- _TASK PROMPT_
Only the lines holding "raised" are wanted here; copy each from the listing.

*** DATASET ***

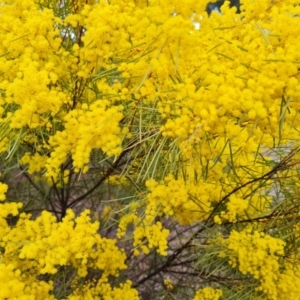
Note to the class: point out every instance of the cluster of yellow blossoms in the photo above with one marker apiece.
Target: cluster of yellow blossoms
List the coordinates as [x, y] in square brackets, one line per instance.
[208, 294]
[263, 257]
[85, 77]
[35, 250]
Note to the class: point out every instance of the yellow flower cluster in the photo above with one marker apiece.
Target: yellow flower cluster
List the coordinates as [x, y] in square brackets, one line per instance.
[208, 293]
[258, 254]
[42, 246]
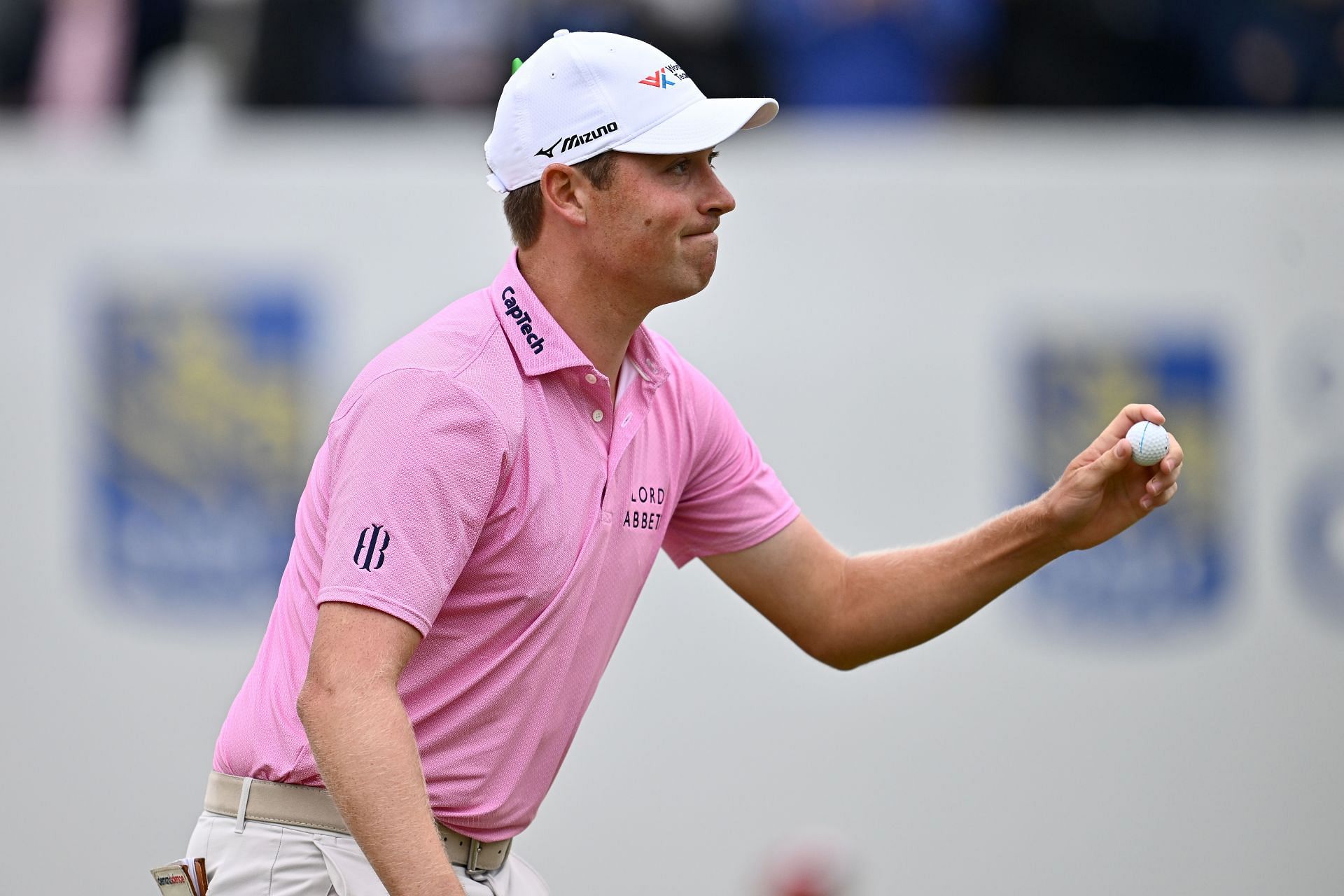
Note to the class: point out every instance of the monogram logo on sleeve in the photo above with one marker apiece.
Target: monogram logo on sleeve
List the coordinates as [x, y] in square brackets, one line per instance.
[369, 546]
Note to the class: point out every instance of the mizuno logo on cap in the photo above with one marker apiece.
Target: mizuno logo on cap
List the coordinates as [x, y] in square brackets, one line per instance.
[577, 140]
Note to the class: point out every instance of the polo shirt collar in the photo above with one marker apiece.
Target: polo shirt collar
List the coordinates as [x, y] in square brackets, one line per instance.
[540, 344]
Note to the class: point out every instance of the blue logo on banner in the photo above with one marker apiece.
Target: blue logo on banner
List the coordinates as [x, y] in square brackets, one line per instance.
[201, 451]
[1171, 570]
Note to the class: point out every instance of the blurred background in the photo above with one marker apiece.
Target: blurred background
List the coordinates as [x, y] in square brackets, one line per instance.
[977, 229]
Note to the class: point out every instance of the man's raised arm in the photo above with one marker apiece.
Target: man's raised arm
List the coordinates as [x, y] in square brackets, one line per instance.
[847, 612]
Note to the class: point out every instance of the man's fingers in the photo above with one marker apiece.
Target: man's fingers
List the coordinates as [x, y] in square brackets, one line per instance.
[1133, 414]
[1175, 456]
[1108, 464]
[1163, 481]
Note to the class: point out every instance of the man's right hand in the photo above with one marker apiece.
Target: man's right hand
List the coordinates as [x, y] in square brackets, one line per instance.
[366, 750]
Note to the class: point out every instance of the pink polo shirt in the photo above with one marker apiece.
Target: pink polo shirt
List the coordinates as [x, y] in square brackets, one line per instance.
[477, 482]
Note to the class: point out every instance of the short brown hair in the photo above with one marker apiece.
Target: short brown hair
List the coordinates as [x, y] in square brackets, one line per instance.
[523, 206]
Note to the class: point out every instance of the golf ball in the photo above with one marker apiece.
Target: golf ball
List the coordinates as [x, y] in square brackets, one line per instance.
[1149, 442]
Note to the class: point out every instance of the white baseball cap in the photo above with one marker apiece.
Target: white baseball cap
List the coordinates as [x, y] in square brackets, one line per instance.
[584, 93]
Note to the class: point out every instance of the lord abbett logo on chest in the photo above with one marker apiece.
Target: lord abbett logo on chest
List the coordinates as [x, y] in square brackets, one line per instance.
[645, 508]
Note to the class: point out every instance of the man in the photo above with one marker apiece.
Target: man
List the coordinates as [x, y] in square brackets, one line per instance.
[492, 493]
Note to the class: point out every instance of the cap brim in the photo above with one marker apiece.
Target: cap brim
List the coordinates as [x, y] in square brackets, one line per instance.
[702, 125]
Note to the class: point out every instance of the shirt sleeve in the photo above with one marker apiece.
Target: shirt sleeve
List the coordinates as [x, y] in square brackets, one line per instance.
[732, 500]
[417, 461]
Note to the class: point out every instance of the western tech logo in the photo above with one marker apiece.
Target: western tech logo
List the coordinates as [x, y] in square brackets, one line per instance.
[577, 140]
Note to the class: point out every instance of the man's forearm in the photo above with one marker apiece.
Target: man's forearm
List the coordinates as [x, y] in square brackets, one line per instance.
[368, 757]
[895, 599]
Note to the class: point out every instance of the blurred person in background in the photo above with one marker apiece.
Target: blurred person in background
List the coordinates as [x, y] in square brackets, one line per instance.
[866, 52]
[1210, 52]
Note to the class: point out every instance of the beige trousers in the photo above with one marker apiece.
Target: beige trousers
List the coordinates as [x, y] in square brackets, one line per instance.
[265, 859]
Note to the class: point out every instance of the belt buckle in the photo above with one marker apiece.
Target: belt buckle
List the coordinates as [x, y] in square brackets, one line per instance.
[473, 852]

***

- _FINAL ANSWER_
Note to the class: point out every instance of the man's raised arm in the photo above with one marker apiece.
Target: man's raised arm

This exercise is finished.